Brief: Pictures aside, restate the records below exactly as written.

Annotated photo localization data:

-----

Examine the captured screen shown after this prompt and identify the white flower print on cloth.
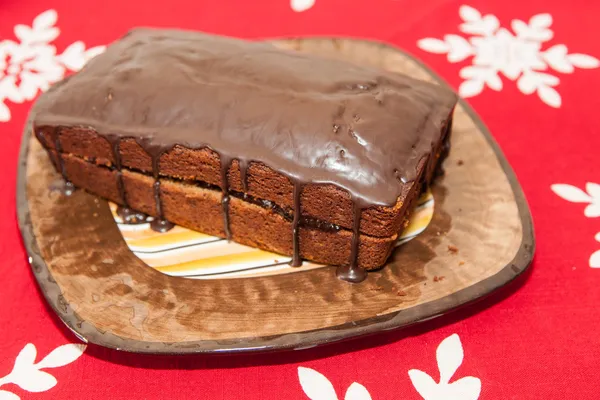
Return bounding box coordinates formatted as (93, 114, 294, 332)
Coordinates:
(408, 334, 481, 400)
(592, 233, 600, 269)
(552, 182, 600, 267)
(0, 343, 86, 399)
(417, 5, 599, 107)
(298, 334, 479, 400)
(291, 0, 315, 12)
(0, 9, 105, 122)
(298, 367, 372, 400)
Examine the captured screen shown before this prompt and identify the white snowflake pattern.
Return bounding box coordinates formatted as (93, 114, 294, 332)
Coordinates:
(408, 334, 481, 400)
(417, 5, 599, 107)
(298, 367, 372, 400)
(552, 182, 600, 268)
(290, 0, 315, 12)
(0, 342, 86, 399)
(297, 334, 480, 400)
(0, 9, 105, 122)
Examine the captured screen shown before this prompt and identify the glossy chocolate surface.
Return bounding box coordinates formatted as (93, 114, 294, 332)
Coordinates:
(33, 29, 457, 281)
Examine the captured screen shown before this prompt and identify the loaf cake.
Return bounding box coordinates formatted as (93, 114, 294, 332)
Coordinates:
(32, 28, 457, 282)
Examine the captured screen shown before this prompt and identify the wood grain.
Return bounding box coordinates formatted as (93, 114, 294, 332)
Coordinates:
(17, 38, 534, 353)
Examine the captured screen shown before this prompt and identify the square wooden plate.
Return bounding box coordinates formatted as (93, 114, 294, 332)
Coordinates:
(16, 38, 534, 354)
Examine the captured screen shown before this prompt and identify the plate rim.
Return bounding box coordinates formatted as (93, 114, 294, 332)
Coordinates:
(16, 37, 535, 355)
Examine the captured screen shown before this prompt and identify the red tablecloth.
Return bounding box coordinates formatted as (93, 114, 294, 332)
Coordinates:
(1, 1, 599, 399)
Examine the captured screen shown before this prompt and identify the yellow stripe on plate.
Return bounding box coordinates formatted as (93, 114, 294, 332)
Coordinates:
(124, 229, 215, 250)
(192, 261, 327, 279)
(417, 191, 434, 204)
(401, 208, 434, 238)
(155, 249, 285, 274)
(138, 240, 271, 267)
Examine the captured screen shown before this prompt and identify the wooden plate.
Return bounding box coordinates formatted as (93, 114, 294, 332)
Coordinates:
(16, 38, 534, 354)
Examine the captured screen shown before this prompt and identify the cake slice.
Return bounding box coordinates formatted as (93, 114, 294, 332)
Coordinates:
(33, 28, 457, 282)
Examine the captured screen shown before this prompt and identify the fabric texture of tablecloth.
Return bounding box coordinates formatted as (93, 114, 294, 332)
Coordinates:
(1, 0, 599, 399)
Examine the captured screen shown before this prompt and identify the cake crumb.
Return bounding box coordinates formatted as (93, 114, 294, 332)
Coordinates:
(433, 275, 445, 282)
(397, 290, 407, 296)
(459, 261, 465, 266)
(372, 286, 384, 291)
(448, 245, 459, 254)
(457, 159, 464, 166)
(102, 258, 114, 264)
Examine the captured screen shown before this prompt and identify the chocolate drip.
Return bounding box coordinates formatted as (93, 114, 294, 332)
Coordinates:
(336, 203, 367, 283)
(290, 182, 303, 267)
(34, 129, 70, 195)
(115, 171, 126, 203)
(34, 128, 48, 149)
(144, 146, 174, 233)
(117, 206, 150, 224)
(150, 217, 175, 233)
(149, 180, 174, 232)
(152, 180, 163, 217)
(105, 135, 134, 223)
(220, 157, 232, 240)
(61, 184, 75, 197)
(105, 135, 127, 205)
(52, 128, 66, 179)
(52, 127, 75, 196)
(239, 159, 248, 192)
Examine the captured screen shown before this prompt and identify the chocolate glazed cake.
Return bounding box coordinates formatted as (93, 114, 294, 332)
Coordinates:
(32, 28, 457, 283)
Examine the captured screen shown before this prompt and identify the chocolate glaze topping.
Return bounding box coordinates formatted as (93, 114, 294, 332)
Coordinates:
(33, 28, 457, 282)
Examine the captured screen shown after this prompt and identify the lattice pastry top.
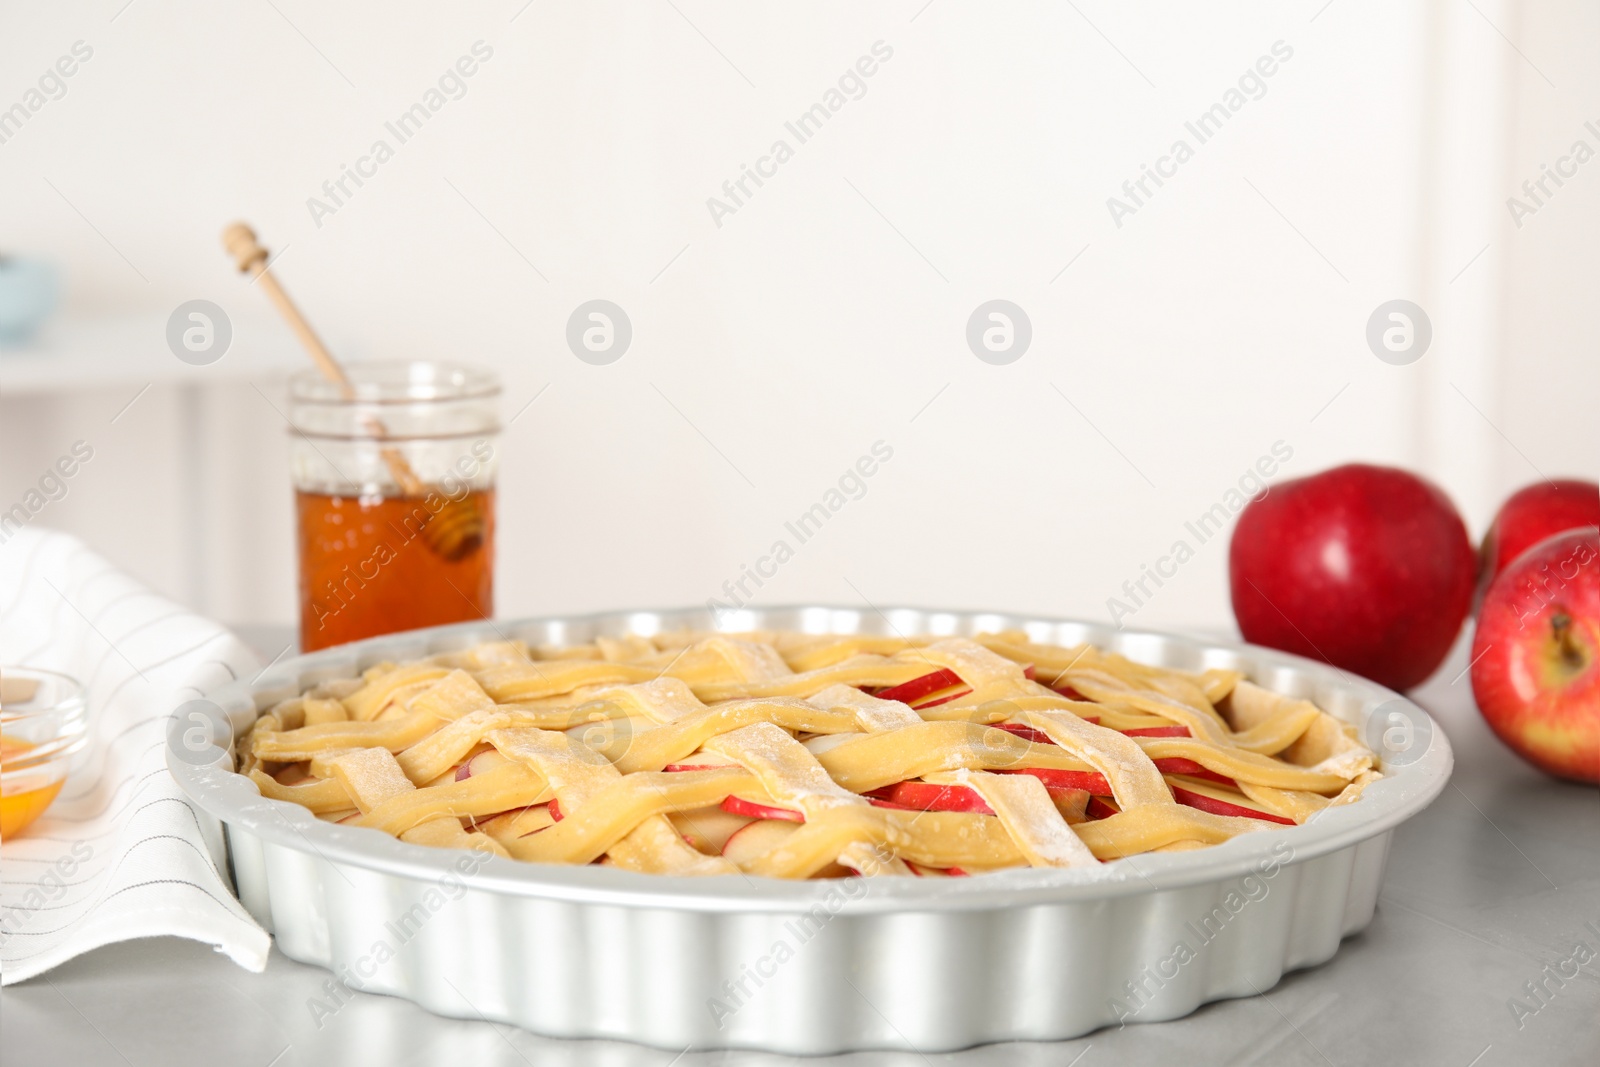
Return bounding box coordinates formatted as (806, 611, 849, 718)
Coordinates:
(239, 631, 1378, 879)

-----

Result of the task:
Examine the captured screen shown after this prompt and identify the white flower print on cloth.
Return bounding box coordinates formatted as (93, 114, 294, 332)
Coordinates:
(408, 334, 481, 400)
(592, 233, 600, 269)
(552, 182, 600, 267)
(0, 343, 86, 399)
(417, 5, 599, 107)
(298, 334, 479, 400)
(291, 0, 315, 12)
(0, 9, 105, 122)
(298, 367, 372, 400)
Examine the captured screen shown before this prompt and identify the white snowflake pattern.
Return bounding box coordinates formatted as (93, 114, 294, 332)
Coordinates:
(408, 334, 481, 400)
(417, 5, 599, 107)
(298, 367, 372, 400)
(552, 182, 600, 268)
(290, 0, 315, 12)
(0, 342, 86, 399)
(297, 334, 480, 400)
(0, 9, 105, 122)
Examine the captured screen shown before this prompt and identify the glossy chocolate surface.
Return bounding box coordinates formatted as (93, 114, 294, 332)
Coordinates:
(33, 29, 457, 281)
Examine the captured screen shown before this prompt and identify the loaf cake.
Return bounding box coordinates formatted as (93, 114, 294, 332)
Coordinates:
(32, 28, 457, 282)
Examine the captured screen shown before this prompt and identify the wood grain.
Return bounding box coordinates formatted as (93, 114, 294, 332)
Coordinates:
(17, 38, 534, 353)
Examine the captured screen shown before this prompt and identify the square wooden plate.
Return bounding box coordinates formatted as (93, 114, 294, 332)
Coordinates:
(16, 38, 534, 354)
Examine the captured screen shown before this prompt and identify the plate rim.
Return bounding box coordinates formatted as (93, 114, 294, 332)
Coordinates:
(16, 37, 535, 355)
Examine the captured screen shown before this prompt and identify the red tablecloth.
Return bounding box coordinates formatted as (93, 114, 294, 332)
Coordinates:
(1, 1, 599, 399)
Examine the captured screen shown before this prompt and identify the yellow stripe on plate.
Return bounding box coordinates formatted as (93, 114, 294, 332)
Coordinates:
(124, 229, 215, 250)
(192, 261, 327, 279)
(417, 191, 434, 204)
(401, 208, 434, 238)
(155, 249, 285, 274)
(138, 240, 271, 267)
Examine the captured screen shown before this prompt and identify the wooden plate.
Return bounding box coordinates formatted as (93, 114, 294, 332)
Coordinates:
(16, 38, 534, 354)
Examine the captured screen shown before this prompt and identify the cake slice.
Return bounding box coordinates formatted as (93, 114, 294, 332)
Coordinates:
(33, 28, 457, 282)
Examine the captured screen shown before this prompt and identify the fabric texture of tablecloth.
Return bounding box coordinates formatted as (93, 114, 294, 332)
Coordinates:
(1, 0, 599, 399)
Examine the captured screen shown before this prompt and identify the cake crumb.
Return bounding box coordinates formatted as (93, 114, 294, 332)
Coordinates:
(433, 275, 445, 282)
(397, 290, 407, 296)
(459, 261, 465, 266)
(372, 286, 384, 291)
(448, 245, 459, 254)
(457, 159, 464, 166)
(102, 258, 114, 264)
Examine the captured screen shown before this prompt and identify the chocolate drip.
Return bounding box coordinates formatted as (93, 114, 294, 332)
Coordinates:
(336, 203, 367, 283)
(290, 182, 303, 267)
(34, 129, 70, 195)
(115, 171, 126, 203)
(34, 128, 48, 149)
(144, 146, 174, 233)
(117, 206, 150, 224)
(150, 217, 175, 233)
(149, 180, 174, 232)
(152, 180, 163, 217)
(105, 135, 134, 223)
(220, 157, 232, 240)
(61, 184, 75, 197)
(105, 135, 127, 205)
(52, 128, 66, 179)
(52, 127, 75, 196)
(239, 159, 248, 192)
Examine the captured screen shown before this prompt and identify the chocolate glazed cake.
Return bounding box coordinates formatted as (93, 114, 294, 332)
Coordinates:
(32, 28, 457, 283)
Examine the captured screen shown before this prompt and identify the chocolate glaze topping.
Return bounding box coordinates formatted as (93, 114, 294, 332)
Coordinates:
(33, 28, 457, 282)
Examine the captured screen shown after this prompt and identify the lattice pastry top.
Return bounding box coordinates formatted as (806, 611, 849, 718)
Coordinates:
(239, 631, 1378, 879)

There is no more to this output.